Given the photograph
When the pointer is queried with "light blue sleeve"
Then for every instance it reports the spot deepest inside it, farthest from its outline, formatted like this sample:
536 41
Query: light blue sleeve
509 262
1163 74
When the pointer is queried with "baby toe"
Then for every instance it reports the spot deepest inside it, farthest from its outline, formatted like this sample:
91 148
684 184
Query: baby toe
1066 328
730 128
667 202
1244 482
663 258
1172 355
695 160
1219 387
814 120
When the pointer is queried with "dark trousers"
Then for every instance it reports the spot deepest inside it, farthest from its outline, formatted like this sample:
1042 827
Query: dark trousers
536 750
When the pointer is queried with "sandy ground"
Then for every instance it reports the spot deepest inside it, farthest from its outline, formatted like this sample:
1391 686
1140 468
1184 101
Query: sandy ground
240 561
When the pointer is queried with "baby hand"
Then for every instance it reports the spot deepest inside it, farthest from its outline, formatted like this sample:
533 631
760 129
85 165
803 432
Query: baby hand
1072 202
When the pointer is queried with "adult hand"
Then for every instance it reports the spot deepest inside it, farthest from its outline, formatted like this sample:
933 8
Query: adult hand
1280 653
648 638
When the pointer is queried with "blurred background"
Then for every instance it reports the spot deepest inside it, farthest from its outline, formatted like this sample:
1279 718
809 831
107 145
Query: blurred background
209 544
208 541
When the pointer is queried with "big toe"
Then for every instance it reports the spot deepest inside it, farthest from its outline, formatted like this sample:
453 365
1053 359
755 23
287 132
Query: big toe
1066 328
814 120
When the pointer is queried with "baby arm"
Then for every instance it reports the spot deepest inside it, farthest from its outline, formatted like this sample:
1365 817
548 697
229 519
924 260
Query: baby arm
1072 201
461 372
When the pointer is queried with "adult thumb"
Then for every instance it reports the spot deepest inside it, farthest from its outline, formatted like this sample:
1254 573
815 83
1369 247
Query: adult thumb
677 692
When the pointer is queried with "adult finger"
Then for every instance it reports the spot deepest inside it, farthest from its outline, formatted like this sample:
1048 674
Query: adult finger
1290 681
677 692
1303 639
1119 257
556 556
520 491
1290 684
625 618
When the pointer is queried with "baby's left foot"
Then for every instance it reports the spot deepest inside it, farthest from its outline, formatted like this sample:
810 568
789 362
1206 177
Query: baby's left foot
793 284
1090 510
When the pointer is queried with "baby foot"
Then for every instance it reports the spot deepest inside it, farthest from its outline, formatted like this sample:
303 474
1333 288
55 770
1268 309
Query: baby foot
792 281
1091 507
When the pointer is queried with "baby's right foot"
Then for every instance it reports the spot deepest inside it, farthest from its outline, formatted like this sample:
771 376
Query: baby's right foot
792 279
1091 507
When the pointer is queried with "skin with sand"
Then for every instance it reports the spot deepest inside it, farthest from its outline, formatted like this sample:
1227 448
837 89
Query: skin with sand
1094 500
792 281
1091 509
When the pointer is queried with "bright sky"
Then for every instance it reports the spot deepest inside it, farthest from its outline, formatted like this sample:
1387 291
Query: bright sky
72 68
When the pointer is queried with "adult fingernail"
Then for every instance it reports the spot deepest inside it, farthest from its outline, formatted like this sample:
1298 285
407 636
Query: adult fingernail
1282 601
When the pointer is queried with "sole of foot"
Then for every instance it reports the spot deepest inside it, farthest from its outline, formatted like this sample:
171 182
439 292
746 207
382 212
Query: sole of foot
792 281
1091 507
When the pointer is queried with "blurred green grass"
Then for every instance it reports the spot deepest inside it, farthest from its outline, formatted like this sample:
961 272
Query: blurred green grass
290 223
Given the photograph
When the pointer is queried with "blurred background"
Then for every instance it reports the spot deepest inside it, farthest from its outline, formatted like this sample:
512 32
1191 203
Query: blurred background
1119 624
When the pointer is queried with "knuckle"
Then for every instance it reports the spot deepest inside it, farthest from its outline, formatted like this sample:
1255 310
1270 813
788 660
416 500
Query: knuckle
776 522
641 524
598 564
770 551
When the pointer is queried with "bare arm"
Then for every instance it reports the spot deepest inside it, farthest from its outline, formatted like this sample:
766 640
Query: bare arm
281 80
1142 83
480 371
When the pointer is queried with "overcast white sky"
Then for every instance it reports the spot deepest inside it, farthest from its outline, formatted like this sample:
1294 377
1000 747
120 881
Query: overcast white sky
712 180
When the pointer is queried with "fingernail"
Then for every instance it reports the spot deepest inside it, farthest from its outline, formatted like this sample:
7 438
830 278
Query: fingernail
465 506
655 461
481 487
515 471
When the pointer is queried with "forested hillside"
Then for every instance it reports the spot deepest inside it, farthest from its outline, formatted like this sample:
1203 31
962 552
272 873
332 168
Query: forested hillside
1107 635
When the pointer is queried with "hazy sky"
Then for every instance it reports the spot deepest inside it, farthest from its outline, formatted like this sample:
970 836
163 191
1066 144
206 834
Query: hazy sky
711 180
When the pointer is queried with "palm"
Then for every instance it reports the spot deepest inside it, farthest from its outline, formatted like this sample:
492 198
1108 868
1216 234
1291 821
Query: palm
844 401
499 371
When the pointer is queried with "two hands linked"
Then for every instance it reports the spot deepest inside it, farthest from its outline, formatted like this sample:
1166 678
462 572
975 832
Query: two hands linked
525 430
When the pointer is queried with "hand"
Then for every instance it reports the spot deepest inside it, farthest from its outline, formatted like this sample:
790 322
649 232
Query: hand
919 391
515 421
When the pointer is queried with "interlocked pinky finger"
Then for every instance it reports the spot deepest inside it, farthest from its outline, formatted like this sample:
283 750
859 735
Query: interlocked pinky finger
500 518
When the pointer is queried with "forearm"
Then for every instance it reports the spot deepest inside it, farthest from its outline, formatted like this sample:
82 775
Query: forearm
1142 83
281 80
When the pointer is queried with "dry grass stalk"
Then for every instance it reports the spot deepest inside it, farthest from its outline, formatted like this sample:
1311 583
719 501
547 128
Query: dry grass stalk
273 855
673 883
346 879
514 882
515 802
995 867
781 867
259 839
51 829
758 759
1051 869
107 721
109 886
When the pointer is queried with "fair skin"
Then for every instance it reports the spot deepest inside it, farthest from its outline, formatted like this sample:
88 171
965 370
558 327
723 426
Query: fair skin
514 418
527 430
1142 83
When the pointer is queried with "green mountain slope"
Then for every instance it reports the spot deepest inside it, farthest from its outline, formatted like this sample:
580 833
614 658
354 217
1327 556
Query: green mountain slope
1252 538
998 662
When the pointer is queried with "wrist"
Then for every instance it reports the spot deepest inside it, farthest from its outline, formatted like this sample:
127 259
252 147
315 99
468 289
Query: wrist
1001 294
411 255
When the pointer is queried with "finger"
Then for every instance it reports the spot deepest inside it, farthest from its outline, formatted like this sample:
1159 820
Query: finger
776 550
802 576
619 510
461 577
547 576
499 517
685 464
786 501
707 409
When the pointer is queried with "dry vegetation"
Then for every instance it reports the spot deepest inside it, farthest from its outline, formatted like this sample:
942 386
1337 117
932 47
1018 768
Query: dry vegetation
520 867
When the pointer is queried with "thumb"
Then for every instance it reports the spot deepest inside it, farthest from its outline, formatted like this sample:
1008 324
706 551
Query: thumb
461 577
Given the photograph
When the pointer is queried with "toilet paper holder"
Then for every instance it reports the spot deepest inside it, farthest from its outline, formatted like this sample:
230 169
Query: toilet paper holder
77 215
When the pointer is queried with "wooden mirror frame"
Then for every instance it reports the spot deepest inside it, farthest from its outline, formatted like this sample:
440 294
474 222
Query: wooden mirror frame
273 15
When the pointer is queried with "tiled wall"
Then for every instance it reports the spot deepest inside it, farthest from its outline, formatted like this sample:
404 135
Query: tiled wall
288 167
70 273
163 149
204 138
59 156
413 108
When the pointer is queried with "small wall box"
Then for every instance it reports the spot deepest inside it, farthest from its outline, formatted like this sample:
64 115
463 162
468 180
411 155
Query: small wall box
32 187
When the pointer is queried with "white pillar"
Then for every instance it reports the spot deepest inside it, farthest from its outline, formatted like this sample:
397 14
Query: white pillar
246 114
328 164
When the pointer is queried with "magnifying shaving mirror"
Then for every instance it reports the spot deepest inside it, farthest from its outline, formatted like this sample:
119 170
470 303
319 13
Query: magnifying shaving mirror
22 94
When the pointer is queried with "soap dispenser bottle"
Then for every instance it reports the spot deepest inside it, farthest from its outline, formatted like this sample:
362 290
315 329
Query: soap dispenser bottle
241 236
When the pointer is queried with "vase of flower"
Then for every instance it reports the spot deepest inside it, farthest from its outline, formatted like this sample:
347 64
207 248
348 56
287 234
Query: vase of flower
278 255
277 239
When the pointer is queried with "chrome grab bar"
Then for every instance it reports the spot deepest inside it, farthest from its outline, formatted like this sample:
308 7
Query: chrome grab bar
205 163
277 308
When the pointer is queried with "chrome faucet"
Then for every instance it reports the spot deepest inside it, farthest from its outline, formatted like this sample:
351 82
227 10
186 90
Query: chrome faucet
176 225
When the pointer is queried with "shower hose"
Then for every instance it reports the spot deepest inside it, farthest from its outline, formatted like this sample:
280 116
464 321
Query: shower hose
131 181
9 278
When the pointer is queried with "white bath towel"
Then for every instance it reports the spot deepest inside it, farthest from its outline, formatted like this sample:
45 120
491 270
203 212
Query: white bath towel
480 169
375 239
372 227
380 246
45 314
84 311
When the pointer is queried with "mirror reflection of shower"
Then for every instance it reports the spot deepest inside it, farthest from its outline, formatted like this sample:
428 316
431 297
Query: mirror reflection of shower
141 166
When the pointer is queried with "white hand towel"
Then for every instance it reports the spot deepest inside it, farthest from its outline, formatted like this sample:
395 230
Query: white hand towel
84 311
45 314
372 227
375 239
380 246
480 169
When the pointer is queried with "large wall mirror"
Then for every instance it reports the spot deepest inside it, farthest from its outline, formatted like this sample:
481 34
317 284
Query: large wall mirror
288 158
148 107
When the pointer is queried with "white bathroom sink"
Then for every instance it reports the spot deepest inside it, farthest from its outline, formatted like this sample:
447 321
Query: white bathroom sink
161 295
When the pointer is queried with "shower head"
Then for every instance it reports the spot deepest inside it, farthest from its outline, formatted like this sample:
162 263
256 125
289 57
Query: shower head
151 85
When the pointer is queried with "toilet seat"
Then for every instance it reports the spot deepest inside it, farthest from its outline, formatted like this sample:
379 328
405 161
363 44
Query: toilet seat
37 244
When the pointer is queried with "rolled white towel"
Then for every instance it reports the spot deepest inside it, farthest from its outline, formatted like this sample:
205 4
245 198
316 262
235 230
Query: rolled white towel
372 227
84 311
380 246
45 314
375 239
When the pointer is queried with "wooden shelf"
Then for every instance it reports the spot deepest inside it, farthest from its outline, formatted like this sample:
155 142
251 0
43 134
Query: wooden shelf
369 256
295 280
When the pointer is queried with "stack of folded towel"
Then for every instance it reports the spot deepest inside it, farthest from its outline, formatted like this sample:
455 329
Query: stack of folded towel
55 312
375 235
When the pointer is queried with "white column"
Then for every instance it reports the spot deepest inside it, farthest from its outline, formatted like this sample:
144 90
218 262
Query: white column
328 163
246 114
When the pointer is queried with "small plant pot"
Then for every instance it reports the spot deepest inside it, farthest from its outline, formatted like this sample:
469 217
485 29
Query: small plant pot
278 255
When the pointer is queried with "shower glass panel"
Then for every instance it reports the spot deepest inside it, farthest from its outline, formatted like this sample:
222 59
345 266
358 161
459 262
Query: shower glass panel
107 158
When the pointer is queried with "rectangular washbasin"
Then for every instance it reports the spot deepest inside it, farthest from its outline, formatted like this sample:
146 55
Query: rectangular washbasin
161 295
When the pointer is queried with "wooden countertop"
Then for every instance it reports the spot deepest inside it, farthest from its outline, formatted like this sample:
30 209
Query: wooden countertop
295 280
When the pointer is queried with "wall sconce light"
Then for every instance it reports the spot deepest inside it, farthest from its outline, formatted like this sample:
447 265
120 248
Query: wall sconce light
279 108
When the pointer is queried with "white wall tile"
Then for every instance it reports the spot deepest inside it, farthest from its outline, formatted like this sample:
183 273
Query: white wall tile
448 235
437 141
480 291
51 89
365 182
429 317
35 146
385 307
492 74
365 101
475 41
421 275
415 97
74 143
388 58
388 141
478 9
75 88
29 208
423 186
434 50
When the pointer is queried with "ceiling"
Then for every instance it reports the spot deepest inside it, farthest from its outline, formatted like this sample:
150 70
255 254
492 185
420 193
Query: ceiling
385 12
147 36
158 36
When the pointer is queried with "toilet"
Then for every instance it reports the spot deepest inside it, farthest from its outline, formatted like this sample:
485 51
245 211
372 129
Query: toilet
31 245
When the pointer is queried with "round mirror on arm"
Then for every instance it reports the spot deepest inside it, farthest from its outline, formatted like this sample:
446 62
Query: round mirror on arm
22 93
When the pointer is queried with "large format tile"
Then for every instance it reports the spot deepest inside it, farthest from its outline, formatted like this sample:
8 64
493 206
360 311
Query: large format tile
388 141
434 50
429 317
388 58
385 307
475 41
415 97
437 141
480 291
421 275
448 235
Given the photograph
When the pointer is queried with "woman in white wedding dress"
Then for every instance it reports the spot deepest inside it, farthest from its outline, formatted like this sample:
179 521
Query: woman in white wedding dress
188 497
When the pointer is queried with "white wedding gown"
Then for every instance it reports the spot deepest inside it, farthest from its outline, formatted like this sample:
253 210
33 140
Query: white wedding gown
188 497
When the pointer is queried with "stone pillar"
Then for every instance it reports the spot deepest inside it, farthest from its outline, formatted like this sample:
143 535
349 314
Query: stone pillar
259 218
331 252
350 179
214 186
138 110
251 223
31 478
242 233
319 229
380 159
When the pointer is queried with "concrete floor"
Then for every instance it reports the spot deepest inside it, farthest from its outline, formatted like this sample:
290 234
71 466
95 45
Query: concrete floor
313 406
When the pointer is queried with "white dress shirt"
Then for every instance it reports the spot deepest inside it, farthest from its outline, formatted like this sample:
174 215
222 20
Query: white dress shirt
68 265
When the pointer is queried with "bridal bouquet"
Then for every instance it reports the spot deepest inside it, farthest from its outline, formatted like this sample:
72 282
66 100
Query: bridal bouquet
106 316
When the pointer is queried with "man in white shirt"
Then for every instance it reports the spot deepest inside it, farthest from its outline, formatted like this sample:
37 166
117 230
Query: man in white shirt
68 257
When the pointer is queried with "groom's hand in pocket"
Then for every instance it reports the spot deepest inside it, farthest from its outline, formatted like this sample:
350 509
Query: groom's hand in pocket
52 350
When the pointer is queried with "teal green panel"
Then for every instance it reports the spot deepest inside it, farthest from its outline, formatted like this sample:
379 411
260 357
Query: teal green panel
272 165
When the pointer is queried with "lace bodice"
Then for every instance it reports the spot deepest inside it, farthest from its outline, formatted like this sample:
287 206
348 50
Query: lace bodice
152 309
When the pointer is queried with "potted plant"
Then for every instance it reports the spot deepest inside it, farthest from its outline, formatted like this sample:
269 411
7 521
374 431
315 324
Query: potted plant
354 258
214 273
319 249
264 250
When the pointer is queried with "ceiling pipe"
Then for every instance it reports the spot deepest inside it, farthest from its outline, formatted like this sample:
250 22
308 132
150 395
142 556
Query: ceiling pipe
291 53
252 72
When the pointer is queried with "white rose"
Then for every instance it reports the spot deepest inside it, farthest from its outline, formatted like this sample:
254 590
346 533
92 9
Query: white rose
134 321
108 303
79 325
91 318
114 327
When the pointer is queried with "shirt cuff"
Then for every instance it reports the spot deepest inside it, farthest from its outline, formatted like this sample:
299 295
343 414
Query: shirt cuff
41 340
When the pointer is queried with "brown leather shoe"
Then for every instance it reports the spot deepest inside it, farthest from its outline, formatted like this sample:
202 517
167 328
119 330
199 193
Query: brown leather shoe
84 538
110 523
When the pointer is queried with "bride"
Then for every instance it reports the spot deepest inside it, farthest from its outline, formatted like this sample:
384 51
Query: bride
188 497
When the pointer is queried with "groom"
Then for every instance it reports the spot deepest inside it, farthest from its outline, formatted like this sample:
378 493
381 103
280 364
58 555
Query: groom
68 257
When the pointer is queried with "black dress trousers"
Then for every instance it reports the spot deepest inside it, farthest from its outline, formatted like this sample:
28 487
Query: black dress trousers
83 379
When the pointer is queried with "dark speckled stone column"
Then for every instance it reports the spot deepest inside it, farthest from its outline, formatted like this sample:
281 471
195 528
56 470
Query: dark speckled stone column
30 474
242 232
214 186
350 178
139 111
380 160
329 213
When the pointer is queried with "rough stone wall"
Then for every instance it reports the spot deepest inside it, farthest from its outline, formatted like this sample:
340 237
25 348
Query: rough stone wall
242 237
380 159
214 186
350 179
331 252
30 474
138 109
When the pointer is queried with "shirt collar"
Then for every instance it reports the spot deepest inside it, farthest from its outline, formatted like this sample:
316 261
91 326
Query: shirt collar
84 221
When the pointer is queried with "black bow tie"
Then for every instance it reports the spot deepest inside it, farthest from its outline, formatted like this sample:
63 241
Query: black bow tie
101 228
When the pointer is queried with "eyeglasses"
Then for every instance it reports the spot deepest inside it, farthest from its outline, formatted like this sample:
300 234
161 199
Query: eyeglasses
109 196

→ **What this task involves**
Gather every line above that contains the word "washbasin" and copy each one out in full.

→ **Answer below**
When the pointer is queried with "rectangular washbasin"
Query: rectangular washbasin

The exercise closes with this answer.